§ Dataset entries:
----------

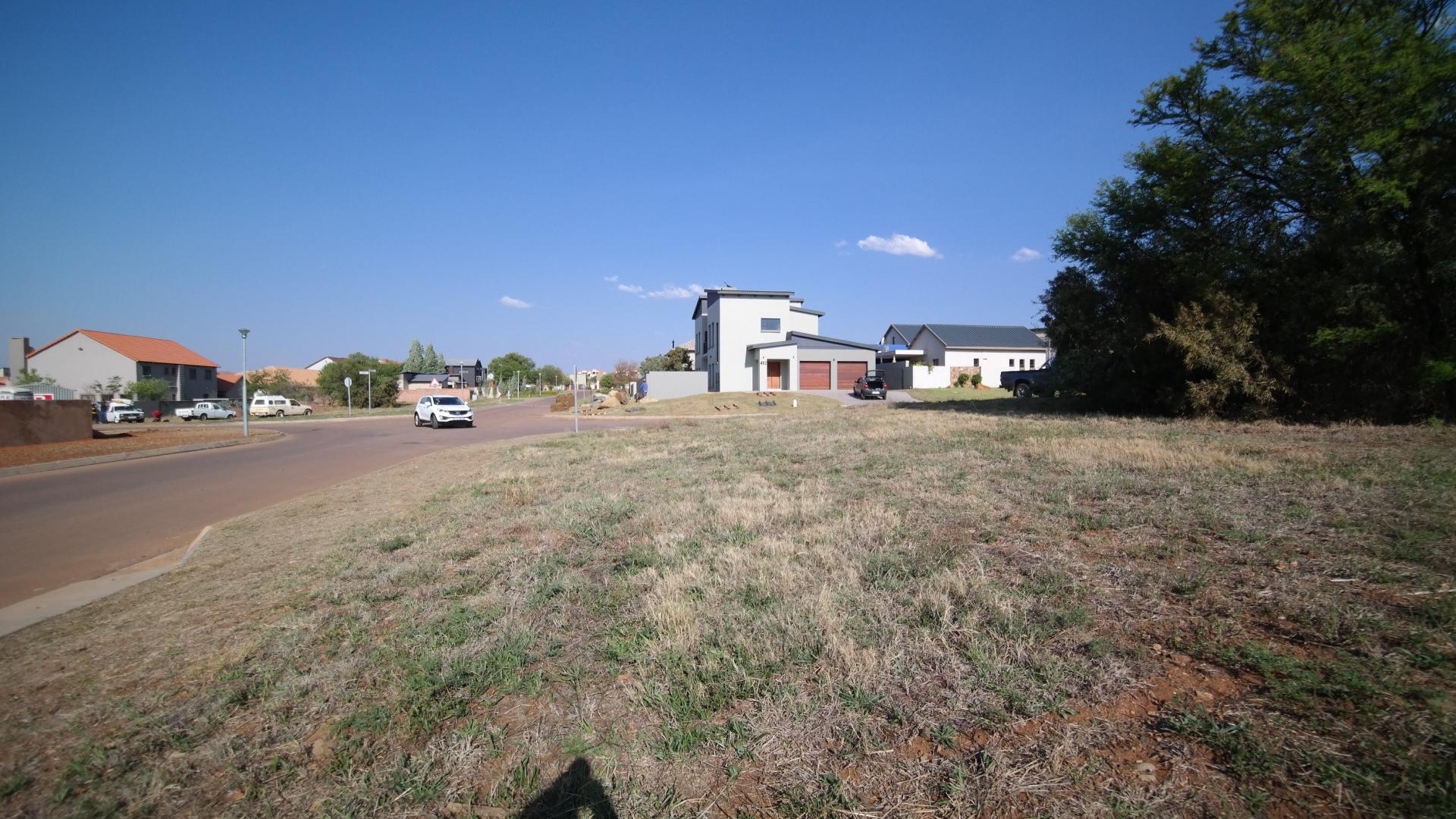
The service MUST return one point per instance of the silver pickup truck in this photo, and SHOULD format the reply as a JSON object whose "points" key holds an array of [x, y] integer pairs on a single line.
{"points": [[204, 410]]}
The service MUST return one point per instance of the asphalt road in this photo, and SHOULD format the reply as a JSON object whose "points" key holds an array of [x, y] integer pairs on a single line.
{"points": [[57, 528]]}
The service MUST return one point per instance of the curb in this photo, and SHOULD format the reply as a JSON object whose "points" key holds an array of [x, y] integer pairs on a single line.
{"points": [[74, 463], [76, 595]]}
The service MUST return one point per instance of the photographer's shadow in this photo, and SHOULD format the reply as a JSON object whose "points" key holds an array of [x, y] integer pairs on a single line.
{"points": [[576, 795]]}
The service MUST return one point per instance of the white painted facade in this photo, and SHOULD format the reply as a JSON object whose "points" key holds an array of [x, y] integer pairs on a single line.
{"points": [[727, 322]]}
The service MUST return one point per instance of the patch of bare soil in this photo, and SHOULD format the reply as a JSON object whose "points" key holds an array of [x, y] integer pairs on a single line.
{"points": [[131, 438]]}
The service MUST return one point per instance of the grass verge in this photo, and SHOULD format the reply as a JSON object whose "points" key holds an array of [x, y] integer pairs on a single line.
{"points": [[951, 614], [728, 404]]}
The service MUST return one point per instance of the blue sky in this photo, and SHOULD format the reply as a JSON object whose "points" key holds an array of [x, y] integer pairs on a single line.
{"points": [[348, 177]]}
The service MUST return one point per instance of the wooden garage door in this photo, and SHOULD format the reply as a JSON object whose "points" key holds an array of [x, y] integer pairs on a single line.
{"points": [[813, 375]]}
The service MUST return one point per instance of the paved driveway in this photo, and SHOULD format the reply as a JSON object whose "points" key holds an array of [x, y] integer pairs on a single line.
{"points": [[848, 398]]}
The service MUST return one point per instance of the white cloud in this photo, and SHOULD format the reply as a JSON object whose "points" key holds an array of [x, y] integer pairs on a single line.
{"points": [[674, 292], [899, 245]]}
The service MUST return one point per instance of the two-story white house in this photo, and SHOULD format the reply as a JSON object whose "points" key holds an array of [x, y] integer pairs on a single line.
{"points": [[767, 340], [946, 350]]}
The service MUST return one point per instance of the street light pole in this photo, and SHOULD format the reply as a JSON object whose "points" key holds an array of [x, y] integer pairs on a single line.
{"points": [[369, 378], [243, 333]]}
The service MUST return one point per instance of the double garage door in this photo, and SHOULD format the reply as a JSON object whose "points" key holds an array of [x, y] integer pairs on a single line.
{"points": [[814, 375]]}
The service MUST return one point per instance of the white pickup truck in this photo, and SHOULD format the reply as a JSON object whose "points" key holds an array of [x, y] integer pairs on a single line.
{"points": [[204, 410]]}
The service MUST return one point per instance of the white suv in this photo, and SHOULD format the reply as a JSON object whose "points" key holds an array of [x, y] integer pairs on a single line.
{"points": [[437, 410]]}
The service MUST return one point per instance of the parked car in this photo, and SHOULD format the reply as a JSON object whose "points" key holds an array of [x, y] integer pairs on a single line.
{"points": [[1024, 384], [871, 385], [437, 410], [204, 411], [118, 413], [278, 406]]}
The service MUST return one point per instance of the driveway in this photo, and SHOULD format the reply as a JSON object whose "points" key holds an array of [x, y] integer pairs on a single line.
{"points": [[82, 523], [848, 398]]}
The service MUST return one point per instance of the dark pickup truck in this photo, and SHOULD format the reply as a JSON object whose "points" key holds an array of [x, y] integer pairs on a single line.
{"points": [[1024, 384]]}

----------

§ Task statement: Render the entire listing above as a JSON array of strings, one string per line. Omit blank lines and leave out the pictures.

§ Result of this exercise:
[
  "The service MUST return one point per instance of the silver pickup truck in this photo, and SHOULD format the reply as a JSON object whose \"points\" key holds an array of [x, y] integer pairs on a single line.",
  "{\"points\": [[204, 410]]}",
  "The service MUST return one point per instance of the asphalt road in this photo, and SHOULD format the reply as a JSON object whose \"points\" key holds an array of [x, y] integer pairs on a single line.",
  "{\"points\": [[57, 528]]}",
  "The service MUST return one point per instance of the curb in this photo, and SHOULD format the reply as a JSON object whose \"points\" key holds an array of [x, y] integer pairs on a single line.",
  "{\"points\": [[74, 463], [76, 595]]}",
  "The service MUST return one point per instance of the photographer's shadow in this photo, and SHOULD format the reply as a JSON object whose \"points\" key holds an array of [x, y] integer pairs on a single line.",
  "{\"points\": [[576, 795]]}",
  "The service MUST return one point per instance of the white painted facade in this photo, and SHOULD format the reply as a JSON object whose \"points\" key holds an array of [x, y] integer pairs on a single line.",
  "{\"points\": [[727, 322]]}",
  "The service MUST return one point per instance of the patch of bare soil in this photo, and SHOULD format the reply as a JSON object whose \"points\" key holds an array of [x, y] integer pairs on a single line.",
  "{\"points\": [[131, 438]]}",
  "The service MUST return one point per instance of the grass verge in this photo, and SHOULD format the reply as a JSON object whose \"points\" key holds an array of [x, y] integer pairs on a single line.",
  "{\"points\": [[951, 614], [728, 404]]}",
  "The service MUST return one point per instance of the blue sky in this photo, and SHOULD format the reply as a JSON object whose \"points\" key holds an array of [x, y] integer pairs on a single line.",
  "{\"points\": [[348, 177]]}",
  "The service MUST return one point per instance of the wooden garage door in this photo, and SHOULD format the reply as a JSON object whose \"points\" key holds an array of [x, y] integer pairs on a single line.",
  "{\"points\": [[813, 375]]}",
  "The service MUST return one point per instance of the paved driveway in this photo, and SHOULD format the reply as a JSON object whose \"points\" key holds an array of [x, y] integer pairs on a single line.",
  "{\"points\": [[848, 398]]}",
  "The service MUST return one point per instance of the white cloud in this photo, and SHOULD format the reply as a JSON object whose \"points\" key holds an array of [x, y] integer pairs on a single line.",
  "{\"points\": [[674, 292], [899, 245]]}",
  "The service MUST return one point per instance of the two-story white house in this photo, and SHOULD format the reply as a JSON object whose \"points\" key holds an array of [x, y] integer pairs on a single line.",
  "{\"points\": [[767, 340], [946, 350]]}",
  "The service MUST return one point per instance of the street light pole in this photo, and SHOULD format the reply as a JSON object whose \"points\" key holds an array of [x, y] integer pairs on a single line.",
  "{\"points\": [[369, 378], [243, 333]]}",
  "The service MUST return one point per instance of the double garage door in this photo, and SHOULD format the reply as a JSON object whose \"points\" key holds an array of [x, y] integer pairs on a single line.",
  "{\"points\": [[814, 375]]}",
  "The service MUST return one point per instance of the white pickup truck in this photo, and SHOULD format the reply as a JSON object whose \"points\" key holds an array of [x, y] integer pairs on a single line.",
  "{\"points\": [[204, 410]]}",
  "The service MUST return one point per instance of the white suv in this photo, and SHOULD format the reply as a JSON object whose \"points\" key holds an array of [x, y] integer pairs on a single line.",
  "{\"points\": [[437, 410]]}",
  "The service MUST return one point per instance of the parked car in this photo, and SHOULD format the reply as a JSON object whose \"points\" key holds an array of [x, y] integer pairs on a single line.",
  "{\"points\": [[1024, 384], [871, 385], [437, 410], [204, 411], [118, 413], [278, 406]]}",
  "The service MUST return one point per instance of the driveway in this photo, and SHOULD format the reply as a JSON object whose \"points\" key holds an array of [x, y] integer pairs on a single line.",
  "{\"points\": [[82, 523], [848, 398]]}",
  "The service MUST return one point per instance of the dark pickup truck in this photo, and SHOULD format the reply as a JSON object whose \"points\" key holds an array of [x, y] integer pairs on a single line.",
  "{\"points\": [[1024, 384]]}"
]